## Start

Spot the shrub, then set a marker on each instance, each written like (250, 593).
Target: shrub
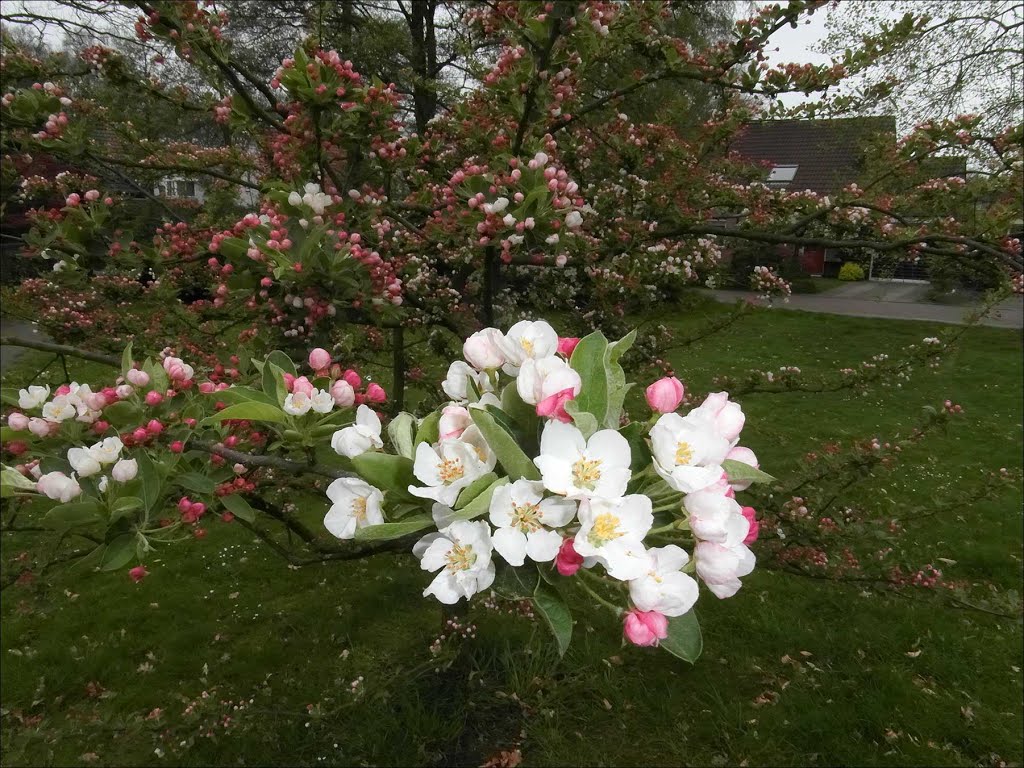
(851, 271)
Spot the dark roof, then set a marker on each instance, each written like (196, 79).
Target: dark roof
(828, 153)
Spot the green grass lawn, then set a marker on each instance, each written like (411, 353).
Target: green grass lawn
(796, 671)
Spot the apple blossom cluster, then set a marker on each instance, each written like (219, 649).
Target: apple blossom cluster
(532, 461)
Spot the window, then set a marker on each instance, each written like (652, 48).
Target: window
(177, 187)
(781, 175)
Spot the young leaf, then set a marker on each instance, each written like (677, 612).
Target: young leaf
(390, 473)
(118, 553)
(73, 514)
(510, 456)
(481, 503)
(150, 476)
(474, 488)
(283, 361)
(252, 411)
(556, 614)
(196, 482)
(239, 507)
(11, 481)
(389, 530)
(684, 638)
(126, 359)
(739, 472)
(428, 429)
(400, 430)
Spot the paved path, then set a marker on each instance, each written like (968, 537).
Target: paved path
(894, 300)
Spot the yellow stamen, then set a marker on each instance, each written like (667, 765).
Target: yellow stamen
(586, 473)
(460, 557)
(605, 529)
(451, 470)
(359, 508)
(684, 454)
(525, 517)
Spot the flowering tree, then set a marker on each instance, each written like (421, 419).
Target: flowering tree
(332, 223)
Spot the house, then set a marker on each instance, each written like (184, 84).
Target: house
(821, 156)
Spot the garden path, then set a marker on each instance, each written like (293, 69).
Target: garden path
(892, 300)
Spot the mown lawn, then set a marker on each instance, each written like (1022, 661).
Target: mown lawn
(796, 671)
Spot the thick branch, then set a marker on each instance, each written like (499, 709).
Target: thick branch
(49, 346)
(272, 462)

## End

__Exercise goal__.
Arrange the lines above as a Markdown table with two columns, "Row" and "Line." Number each row, skip blank lines, and leave out the pictures.

__Result__.
| Row | Line |
|---|---|
| 1 | Spot the shrub, then set a marker on each instance, each written like (250, 593). |
| 2 | Target: shrub |
| 3 | (851, 271) |
| 4 | Spot the dark roof, then set a marker on each instance, each written like (196, 79). |
| 5 | Target: dark roof |
| 6 | (828, 153) |
| 7 | Spot the green grass lawn, then set a marker on each instance, each written like (411, 353). |
| 8 | Target: green grass lawn |
| 9 | (796, 671) |
| 10 | Spot the apple blossom cluster, then set a marker on each instance, each written like (219, 649). |
| 11 | Target: apple blossom cluster |
| 12 | (532, 461) |
| 13 | Spot the window, then set a marker on each instance, each written like (652, 48). |
| 14 | Target: window |
| 15 | (177, 187) |
| 16 | (781, 175) |
| 17 | Spot the young leaf, then set a marker on each instance, each written like (677, 612). |
| 18 | Target: young leaf |
| 19 | (390, 473) |
| 20 | (118, 553) |
| 21 | (73, 514) |
| 22 | (510, 456) |
| 23 | (481, 503) |
| 24 | (150, 476) |
| 25 | (474, 488) |
| 26 | (283, 361) |
| 27 | (252, 411) |
| 28 | (556, 614) |
| 29 | (196, 482) |
| 30 | (239, 507) |
| 31 | (11, 481) |
| 32 | (389, 530) |
| 33 | (684, 638) |
| 34 | (126, 359) |
| 35 | (739, 472) |
| 36 | (428, 429) |
| 37 | (400, 430) |
| 38 | Spot the paved path, then set a marker on each instance, each written like (968, 537). |
| 39 | Target: paved path |
| 40 | (894, 300) |
| 41 | Spot the yellow stamen, then set a marker on each instance, each written like (667, 765). |
| 42 | Target: yellow stamen |
| 43 | (586, 473) |
| 44 | (460, 557) |
| 45 | (605, 529) |
| 46 | (451, 470) |
| 47 | (359, 508) |
| 48 | (684, 454) |
| 49 | (525, 517) |
| 50 | Spot the flowering tree, then set a marker on each instance, each written like (421, 419). |
| 51 | Target: flowering tree |
| 52 | (332, 223) |
| 53 | Spot the house, then set a marker on each instance, each written like (184, 84). |
| 54 | Target: house |
| 55 | (821, 156) |
| 56 | Spot the garden path, then set a marker on each instance, each written like (293, 69). |
| 57 | Target: garden path |
| 58 | (892, 300) |
| 59 | Spot the mown lawn, then set a marker on each instance, each written like (1022, 661). |
| 60 | Target: mown lawn |
| 61 | (796, 671) |
| 62 | Spot the thick branch, then set a marker on each instance, each written like (499, 709). |
| 63 | Target: thick branch |
| 64 | (49, 346) |
| 65 | (272, 462) |